Exactly as given, output all the records that follow.

··········

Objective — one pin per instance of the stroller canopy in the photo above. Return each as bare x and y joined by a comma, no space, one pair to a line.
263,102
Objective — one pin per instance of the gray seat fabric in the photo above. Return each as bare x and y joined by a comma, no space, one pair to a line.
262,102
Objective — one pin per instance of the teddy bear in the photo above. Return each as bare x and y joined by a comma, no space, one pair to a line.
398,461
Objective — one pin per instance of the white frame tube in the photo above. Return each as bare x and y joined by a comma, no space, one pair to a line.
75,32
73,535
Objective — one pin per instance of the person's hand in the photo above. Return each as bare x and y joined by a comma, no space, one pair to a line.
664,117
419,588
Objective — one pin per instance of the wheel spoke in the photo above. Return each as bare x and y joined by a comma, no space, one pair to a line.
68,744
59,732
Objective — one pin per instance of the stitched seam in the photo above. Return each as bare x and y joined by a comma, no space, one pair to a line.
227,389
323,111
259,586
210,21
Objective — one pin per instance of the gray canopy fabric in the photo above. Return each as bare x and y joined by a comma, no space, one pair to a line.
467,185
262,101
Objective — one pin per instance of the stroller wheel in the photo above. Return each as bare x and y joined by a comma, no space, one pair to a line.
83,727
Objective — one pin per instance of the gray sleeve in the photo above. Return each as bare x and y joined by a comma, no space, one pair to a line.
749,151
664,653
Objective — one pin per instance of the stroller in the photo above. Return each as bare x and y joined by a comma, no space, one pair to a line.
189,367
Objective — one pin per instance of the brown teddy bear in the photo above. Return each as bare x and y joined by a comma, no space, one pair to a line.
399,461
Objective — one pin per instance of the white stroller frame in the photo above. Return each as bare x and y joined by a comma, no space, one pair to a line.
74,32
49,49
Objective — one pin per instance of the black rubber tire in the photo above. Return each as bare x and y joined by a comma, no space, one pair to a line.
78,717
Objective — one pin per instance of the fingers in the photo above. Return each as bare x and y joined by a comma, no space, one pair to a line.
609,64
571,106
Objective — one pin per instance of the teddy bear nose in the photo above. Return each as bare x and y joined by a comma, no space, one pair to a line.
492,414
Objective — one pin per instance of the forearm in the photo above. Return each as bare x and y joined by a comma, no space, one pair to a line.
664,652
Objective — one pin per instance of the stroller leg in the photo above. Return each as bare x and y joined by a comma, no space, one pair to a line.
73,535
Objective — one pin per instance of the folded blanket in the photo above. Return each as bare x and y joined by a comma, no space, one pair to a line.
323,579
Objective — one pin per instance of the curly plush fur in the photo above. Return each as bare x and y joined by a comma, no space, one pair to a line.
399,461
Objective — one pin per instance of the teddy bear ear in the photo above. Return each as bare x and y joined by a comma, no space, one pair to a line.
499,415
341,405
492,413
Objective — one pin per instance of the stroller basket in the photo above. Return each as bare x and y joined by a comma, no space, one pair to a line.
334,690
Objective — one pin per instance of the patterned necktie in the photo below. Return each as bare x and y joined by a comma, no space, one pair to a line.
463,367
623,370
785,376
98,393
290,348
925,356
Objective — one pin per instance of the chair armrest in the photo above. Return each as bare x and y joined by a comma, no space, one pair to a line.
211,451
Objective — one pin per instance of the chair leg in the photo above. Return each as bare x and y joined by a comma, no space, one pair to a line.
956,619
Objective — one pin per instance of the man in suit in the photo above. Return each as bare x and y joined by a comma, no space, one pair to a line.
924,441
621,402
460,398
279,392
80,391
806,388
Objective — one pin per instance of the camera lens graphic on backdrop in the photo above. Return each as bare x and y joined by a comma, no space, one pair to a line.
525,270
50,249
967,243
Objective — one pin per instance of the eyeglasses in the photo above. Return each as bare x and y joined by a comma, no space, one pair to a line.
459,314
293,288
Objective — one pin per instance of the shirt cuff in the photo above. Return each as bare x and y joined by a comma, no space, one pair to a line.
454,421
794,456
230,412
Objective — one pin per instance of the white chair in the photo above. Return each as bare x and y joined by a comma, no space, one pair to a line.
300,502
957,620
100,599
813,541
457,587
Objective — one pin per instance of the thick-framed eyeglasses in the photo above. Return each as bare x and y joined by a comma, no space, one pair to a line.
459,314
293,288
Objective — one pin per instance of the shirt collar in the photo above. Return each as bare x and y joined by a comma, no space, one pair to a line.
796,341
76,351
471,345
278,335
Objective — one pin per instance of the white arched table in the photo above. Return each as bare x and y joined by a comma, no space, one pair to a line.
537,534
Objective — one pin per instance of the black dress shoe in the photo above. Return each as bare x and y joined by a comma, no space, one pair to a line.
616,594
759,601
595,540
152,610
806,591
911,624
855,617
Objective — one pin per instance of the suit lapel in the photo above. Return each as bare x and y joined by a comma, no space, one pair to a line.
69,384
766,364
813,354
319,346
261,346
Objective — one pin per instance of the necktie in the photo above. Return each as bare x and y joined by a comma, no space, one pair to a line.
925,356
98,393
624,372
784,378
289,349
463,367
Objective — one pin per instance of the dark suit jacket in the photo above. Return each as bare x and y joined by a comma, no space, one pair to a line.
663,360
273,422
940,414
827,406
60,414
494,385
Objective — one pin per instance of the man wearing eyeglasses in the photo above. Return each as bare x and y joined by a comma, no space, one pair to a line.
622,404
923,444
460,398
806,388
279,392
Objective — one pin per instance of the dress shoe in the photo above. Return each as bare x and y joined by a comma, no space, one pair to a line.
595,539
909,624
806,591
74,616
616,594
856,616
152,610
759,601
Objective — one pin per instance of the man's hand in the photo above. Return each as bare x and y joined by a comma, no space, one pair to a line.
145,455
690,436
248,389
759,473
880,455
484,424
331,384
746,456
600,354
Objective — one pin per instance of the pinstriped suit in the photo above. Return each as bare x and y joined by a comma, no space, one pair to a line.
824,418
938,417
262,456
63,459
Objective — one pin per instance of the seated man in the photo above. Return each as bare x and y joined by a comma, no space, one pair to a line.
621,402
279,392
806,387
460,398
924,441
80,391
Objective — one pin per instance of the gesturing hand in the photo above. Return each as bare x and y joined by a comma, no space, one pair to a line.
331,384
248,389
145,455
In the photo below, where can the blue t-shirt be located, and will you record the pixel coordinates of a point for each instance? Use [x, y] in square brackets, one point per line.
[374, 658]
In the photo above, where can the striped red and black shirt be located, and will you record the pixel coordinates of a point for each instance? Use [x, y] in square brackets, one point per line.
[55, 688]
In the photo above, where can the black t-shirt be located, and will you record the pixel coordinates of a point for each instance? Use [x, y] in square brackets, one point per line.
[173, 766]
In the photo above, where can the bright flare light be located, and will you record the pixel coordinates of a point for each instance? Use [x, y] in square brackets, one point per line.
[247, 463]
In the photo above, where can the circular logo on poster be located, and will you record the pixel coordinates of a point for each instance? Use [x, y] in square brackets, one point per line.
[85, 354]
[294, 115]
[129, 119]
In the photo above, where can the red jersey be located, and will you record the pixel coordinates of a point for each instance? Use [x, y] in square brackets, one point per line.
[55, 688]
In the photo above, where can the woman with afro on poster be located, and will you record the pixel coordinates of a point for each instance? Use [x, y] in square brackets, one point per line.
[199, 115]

··········

● **Result**:
Objective — one pin per instance of the stroller canopy in the photo above. Return each as bare x and y joined by a comma, no space, one pair to a line.
263,102
Objective — one pin per instance of the gray seat fabric in the photo above. Return each as bare x and y joined by a comma, no space, one pair to a line.
262,102
Objective — one pin per instance of the teddy bear in the photo above. Return each as bare x and y joined by a comma, no space, one pair to a line.
398,461
Objective — one pin per instance of the white frame tube in the photo above. Return each as bare x and y joined by a comma, no space, one pair to a line.
75,32
73,535
Objective — one pin per instance of the person's hand in the photo above. Return each as bare x and y joined by a comma, no space, one pair to a line.
664,117
419,588
Objective — one pin per instance of the wheel spoke in the photo above. Return each as bare x and y joined by a comma, no space, one pair to a line.
68,744
59,732
Objective — one pin per instance of the stitched seam in the photo above. Return each as bare x and y joined by a comma, no space, one pair to a line.
227,389
323,111
259,586
210,21
Objective — one pin per instance of the gray canopy fabric in the photo above. Return each as bare x and y joined by a comma, no space, one pair to a line.
467,185
262,101
Objective — one pin per instance of the stroller wheel in the photo above. Return each as bare x and y joined by a comma, no space, one pair to a line.
83,727
Objective — one pin per instance of the gray sleeve in the photo above. Return each as bare x and y joined by a comma, no space, one pair to a line.
749,151
664,653
Objective — one pin per instance of the stroller in the photo above. Return each as bare x and y joined by a comma, no space, one pair to a line.
189,367
Objective — one pin per instance of the brown teddy bear in the photo above. Return each as bare x and y joined by a comma, no space, one pair to a line.
399,461
Objective — one pin per instance of the white stroller frame in the photo above. Return each as bare x and y joined by a comma, no space, one pair to a line.
74,32
49,49
Objective — one pin per instance of the black rubber tire in the photo above. Return each as bare x and y joined by a comma, no space, one pair to a line.
78,717
Objective — one pin per instance of the fingers in the photo above. Return each as bare x and y joined by a comma, no space, one pair to a line.
609,64
571,106
Objective — one pin per instance of the teddy bear nose in the photo above. Return each as bare x and y joined by a comma, no space, one pair to a line.
492,414
Objective — one pin per instance of the forearm in the photo above. Return each as bare x and y joined by a comma, no space, one pair to a line.
664,652
Objective — one pin per instance of the stroller leg in the photo above. Return each as bare x and y joined by a comma, no space, one pair to a line.
73,535
Objective — one pin per instance of the folded blanket in the photo above. Return each as bare x and y joined by a comma, no space, one pair to a line.
323,579
Objective — one pin per instance of the curly plush fur in the photo above. Return each as bare x and y joined by a comma, no space, one pair to a line.
399,461
Objective — one pin per instance of the teddy bear ear in the photo above. Return each as bare x and y joined by a comma, no space, one pair to a line.
499,415
341,405
492,413
Objective — one pin per instance of the stroller basket in the photo above. Return each as bare x and y joined by a comma, no space, one pair to a line.
334,690
Objective — one pin per instance of the patterned necktie in the photo below. Return each as bare x and y joined by a comma, no space, one pair to a line.
463,367
623,370
785,376
98,393
290,348
925,356
Objective — one pin per instance of the chair armrest in the photo above. Return each as bare x and y joined by a comma, no space, one pair to a line.
211,451
Objective — one pin per instance of the chair leg in the photo above. Return each as bare x and y joined by a comma, no space, one pair to a line.
956,619
Objective — one pin per instance of the man in suit in the photo above. Return each as bare x and y joined by a comma, no space, one pair to a line.
924,441
621,402
460,398
279,392
80,391
806,388
Objective — one pin per instance of the camera lens graphic on backdrop in the photo above. Return each as bare x and y joined by a comma, no space, one pair to a line.
525,270
50,249
967,243
Objective — one pin per instance of the eyeglasses in the photo above. Return each as bare x and y joined by a comma, no space, one pair to a line.
459,314
293,288
Objective — one pin per instance of the shirt cuff in the photo above. Return each as bare x and y joined by a comma, no space, one pair to a line.
454,421
794,456
230,412
Objective — one pin per instance of the white chair in the photo above. Return each as bare x and y joined by a comma, no space, one pair to a line.
300,502
957,620
100,599
813,541
457,587
Objective — one pin per instance of the thick-framed eyeglasses in the photo above. Return each as bare x and y joined by a comma, no space, one pair to a line.
459,314
293,288
Objective — one pin per instance of the shirt collar in the photo above. Return each as bare x and y joined by a comma, no space, one pair to a line.
796,341
76,351
471,345
278,335
Objective — one pin per instance of the white arched table in the photo above. Return each as bare x and y joined by a comma, no space, one pair to a line.
537,534
Objective — one pin per instance of the black dress shoe in the photo above. Return each as bare x and y joined by a comma, no space, one pair to a line.
616,594
759,601
595,540
152,610
806,591
911,624
855,617
Objective — one pin per instance of the suit lapel in the photo above. Return each as bare x and y joined by a comma, no space, one pair to a line.
69,384
766,364
813,354
319,346
261,346
Objective — one pin per instance of the necktie in the photo above. Return each as bare x and y joined by a comma, no space, one pair to a line.
925,356
98,393
624,372
784,378
289,349
463,367
Objective — one pin per instance of the dark suit jacket in the photo above. Return each as bare x and y joined by a comma, no space, one pair to a line.
663,360
273,422
940,414
827,406
60,414
494,385
Objective — one pin per instance of the man wearing eyeglasses in the photo above. Return each as bare x and y joined by a comma, no space, one pair to a line.
622,404
923,444
460,398
806,388
279,392
Objective — one pin per instance of the dress shoe in the photo above. Return each as bare x and y joined by a comma, no space, one pair to a line.
595,539
909,624
806,591
74,616
616,594
856,616
152,610
759,601
Objective — one pin per instance of the man's hand in the photo above. Return each as bare x and y joined by a comma, no space, one pair to a line.
145,455
690,436
248,389
759,473
880,455
484,424
331,384
746,456
600,354
Objective — one pin per instance of the pinstriped suit in the photo above. Return each as bare x and y joined by a comma, no space, one pair to a line.
824,418
938,417
262,456
63,459
Objective — one pin per instance of the seated man in the photo above. Return each as bare x and y joined by a comma, no space, one pair to a line.
621,402
279,392
806,387
460,398
924,441
80,391
Objective — one pin per instance of the gesturing hand in the photo above. Return each as bare x and y joined by a comma, no space, one pair to a line.
331,384
248,389
145,455
In the photo below, where can the blue t-shirt be located, and will you record the pixel coordinates of a point for each instance? Use [x, y] in square brackets, one point per line.
[374, 658]
In the photo above, where can the striped red and black shirt be located, and will you record the pixel coordinates of a point for each instance? Use [x, y] in square brackets, one point per line.
[55, 688]
In the photo above, where can the black t-shirt be located, and will you record the pixel coordinates of a point for each instance? Use [x, y] in square brackets, one point per line.
[173, 766]
In the photo above, where can the bright flare light be located, and will you record the pixel coordinates of a point for each instance? Use [x, y] in square brackets, one point per line.
[247, 463]
In the photo above, where can the circular logo on poster be located, and will you record the pixel coordinates of a point for each instance? Use [x, y] in square brackets, one point per line.
[85, 354]
[294, 115]
[129, 119]
In the photo above, where can the red jersey be located, and will you record the pixel coordinates of a point for each instance? Use [x, y] in square brackets, one point per line.
[55, 688]
In the photo above, where can the woman with afro on poster be located, and will you record the pixel coordinates of a point for each instance? Use [x, y] in square brackets, one point per line.
[199, 115]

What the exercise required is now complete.